▶ **WRITTEN TASK**:
Count the lines in the entries below that contain the word "boom" and give only that number.

▶ **DATA EXCERPTS**:
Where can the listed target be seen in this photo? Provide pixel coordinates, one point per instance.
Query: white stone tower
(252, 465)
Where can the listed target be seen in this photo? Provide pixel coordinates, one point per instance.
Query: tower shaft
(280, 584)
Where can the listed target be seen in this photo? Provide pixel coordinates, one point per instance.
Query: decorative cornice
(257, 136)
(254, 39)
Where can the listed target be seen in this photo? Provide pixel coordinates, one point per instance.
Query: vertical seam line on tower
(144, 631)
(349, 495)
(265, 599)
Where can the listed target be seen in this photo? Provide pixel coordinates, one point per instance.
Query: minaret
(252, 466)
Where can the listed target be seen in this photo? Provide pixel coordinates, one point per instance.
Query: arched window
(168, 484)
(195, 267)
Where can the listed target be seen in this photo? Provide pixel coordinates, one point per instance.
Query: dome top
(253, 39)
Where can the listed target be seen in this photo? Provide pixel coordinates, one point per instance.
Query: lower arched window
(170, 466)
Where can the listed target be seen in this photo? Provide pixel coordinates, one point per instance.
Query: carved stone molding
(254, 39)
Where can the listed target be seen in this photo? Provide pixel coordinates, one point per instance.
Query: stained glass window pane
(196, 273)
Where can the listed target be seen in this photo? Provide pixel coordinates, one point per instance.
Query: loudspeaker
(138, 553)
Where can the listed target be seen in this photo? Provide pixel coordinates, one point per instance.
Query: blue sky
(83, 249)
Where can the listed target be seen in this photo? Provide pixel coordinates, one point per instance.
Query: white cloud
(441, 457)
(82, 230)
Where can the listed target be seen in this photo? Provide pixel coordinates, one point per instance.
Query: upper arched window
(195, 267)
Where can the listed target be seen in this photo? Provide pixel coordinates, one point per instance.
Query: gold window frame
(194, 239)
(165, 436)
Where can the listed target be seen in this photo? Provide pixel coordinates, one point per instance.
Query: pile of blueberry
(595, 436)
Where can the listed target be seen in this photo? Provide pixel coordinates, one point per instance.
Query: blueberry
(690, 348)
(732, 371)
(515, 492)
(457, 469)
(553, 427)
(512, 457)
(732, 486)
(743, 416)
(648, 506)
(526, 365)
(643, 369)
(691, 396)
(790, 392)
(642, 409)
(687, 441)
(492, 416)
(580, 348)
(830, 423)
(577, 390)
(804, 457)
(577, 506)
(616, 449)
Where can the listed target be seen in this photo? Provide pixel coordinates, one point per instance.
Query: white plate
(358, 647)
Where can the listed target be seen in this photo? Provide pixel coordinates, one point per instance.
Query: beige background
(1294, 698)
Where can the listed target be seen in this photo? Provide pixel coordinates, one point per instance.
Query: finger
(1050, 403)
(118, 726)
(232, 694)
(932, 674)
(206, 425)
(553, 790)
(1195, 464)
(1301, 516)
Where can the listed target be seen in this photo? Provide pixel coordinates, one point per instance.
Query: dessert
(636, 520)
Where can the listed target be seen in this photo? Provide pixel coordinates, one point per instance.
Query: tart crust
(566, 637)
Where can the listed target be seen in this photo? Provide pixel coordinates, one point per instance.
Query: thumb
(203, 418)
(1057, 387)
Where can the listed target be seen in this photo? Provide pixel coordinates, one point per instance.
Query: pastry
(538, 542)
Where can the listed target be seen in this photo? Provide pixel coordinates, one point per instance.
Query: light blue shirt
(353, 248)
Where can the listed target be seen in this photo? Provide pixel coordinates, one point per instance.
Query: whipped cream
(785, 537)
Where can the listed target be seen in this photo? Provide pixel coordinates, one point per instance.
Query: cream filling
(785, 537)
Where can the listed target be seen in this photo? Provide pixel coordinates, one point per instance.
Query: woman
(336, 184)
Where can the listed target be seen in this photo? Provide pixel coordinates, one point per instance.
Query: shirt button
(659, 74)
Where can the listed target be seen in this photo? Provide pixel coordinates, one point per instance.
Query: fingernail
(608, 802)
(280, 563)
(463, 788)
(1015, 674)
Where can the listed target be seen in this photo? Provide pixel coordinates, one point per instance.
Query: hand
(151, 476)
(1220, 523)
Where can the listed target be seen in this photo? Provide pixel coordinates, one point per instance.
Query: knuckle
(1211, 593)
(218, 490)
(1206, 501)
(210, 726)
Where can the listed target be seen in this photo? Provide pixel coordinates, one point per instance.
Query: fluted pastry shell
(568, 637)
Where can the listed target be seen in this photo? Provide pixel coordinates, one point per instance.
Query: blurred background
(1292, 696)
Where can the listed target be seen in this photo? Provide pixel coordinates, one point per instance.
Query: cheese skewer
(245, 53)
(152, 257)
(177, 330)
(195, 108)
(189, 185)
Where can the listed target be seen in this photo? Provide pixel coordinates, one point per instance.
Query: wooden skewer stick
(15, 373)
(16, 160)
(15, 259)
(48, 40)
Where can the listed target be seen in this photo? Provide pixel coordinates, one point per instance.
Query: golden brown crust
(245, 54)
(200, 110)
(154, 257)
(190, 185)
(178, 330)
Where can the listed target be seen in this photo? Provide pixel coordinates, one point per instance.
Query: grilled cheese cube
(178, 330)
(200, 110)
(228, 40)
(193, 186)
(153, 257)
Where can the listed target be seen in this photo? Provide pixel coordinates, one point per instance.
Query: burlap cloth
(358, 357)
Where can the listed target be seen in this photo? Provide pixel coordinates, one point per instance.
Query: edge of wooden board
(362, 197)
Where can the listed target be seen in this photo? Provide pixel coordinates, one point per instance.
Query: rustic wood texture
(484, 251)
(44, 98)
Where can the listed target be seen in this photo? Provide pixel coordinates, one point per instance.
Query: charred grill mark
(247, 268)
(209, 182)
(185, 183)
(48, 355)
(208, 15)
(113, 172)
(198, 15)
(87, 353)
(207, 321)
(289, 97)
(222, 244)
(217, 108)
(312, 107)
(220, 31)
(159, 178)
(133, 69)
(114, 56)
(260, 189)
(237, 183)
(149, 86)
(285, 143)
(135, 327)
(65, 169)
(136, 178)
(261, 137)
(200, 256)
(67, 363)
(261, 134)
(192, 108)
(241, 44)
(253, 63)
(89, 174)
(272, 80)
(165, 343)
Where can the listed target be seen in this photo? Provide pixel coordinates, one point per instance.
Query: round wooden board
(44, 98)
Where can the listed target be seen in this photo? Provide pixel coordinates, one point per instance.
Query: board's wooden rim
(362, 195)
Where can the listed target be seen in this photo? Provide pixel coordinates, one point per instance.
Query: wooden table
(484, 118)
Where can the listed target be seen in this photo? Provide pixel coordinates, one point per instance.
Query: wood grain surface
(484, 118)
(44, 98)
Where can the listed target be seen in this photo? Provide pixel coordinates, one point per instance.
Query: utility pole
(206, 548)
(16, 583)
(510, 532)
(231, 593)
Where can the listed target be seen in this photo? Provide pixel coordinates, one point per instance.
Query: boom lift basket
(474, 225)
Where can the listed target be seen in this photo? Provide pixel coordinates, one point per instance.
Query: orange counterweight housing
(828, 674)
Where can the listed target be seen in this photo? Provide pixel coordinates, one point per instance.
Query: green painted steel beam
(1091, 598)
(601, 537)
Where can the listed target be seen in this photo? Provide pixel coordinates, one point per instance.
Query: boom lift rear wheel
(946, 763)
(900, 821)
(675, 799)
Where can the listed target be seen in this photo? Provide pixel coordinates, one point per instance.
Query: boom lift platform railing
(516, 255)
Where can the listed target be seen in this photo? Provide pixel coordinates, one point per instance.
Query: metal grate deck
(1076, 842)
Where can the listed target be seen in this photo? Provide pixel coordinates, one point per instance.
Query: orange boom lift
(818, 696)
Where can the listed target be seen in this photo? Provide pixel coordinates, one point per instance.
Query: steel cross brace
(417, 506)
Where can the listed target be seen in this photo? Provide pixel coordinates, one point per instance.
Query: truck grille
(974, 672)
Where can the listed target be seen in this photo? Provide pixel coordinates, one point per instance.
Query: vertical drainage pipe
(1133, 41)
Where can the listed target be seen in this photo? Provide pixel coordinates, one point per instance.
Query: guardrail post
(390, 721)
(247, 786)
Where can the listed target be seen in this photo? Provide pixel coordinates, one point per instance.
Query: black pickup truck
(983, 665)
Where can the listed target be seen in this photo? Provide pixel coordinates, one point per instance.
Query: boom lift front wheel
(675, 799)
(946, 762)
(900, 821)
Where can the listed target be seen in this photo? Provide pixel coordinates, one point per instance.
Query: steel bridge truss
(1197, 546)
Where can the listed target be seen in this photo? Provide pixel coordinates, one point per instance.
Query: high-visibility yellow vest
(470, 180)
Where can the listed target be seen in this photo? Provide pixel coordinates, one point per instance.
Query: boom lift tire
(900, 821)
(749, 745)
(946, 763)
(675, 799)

▶ **TASK ANSWER**:
6